§ Kutipan Halaman:
┌──

Quiz 4 A MINGGU 4:
- PENILAIAN TERAKHIR PADA MINGGU, 10 SEPTEMBER 2017 PUKUL 05.00 WIB (MINGGU KE 4).
- REVISI SKRIPSI BERIKUT INI! POIN REVISI MELIPUTI DAS SOLLEN, DAS SEIN, PERTANYAAN PENELITIAN, TUJUAN PENELITIAN DAN TINJAUAN PUSTAKA (MELIPUTI PENELITIAN TERDAHULU, TEORI, KONSEP PENDAMPING, DAN KERANGKA BERPIKIR).
- PERHATIKAN!! UNTUK TINJAUAN PUSTAKA HANYA REVISI POIN-POIN DARI SUB JUDUL. TULIS SUB JUDUL ASLI & REVISI MENURUT ANDA!
- UNTUK KERANGKA PEMIKIRAN, ANDA REVISI SESUAI ANALISA ANDA DARI SKRIPSI TERSEBUT.
- FULL SKRIPSI KLIK RIA TRISTINA DAYU
- SELAMAT BERKREATIVITAS
GAY DI KOTA BENGKULU
(Identifikasi Perilaku dan Orientasi Seksual pada Kalangan Kaum)

└──

Ringkaslah petunjuk kuis di atas dalam dua kalimat. Baris-baris data berikut berasal dari sumber yang berbeda.

§ Data Tersedia:
┌──

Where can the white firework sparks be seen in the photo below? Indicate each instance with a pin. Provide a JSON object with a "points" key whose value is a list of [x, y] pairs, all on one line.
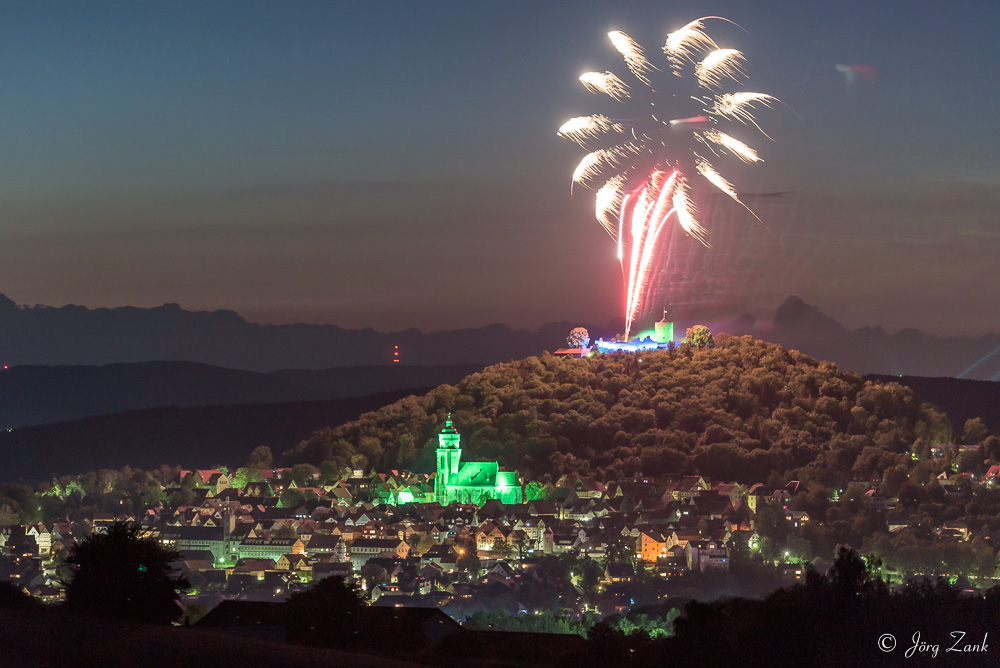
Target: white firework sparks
{"points": [[648, 181]]}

└──

§ Jawaban Tertulis:
Kuis minggu keempat meminta revisi skripsi pada das sollen, das sein, pertanyaan penelitian, tujuan penelitian, dan tinjauan pustaka, dengan penilaian terakhir pada Minggu, 10 September 2017 pukul 05.00 WIB. Untuk tinjauan pustaka, hanya poin-poin sub judul yang direvisi dengan menuliskan sub judul asli dan revisinya, sedangkan kerangka pemikiran direvisi sesuai analisis masing-masing atas skripsi tersebut.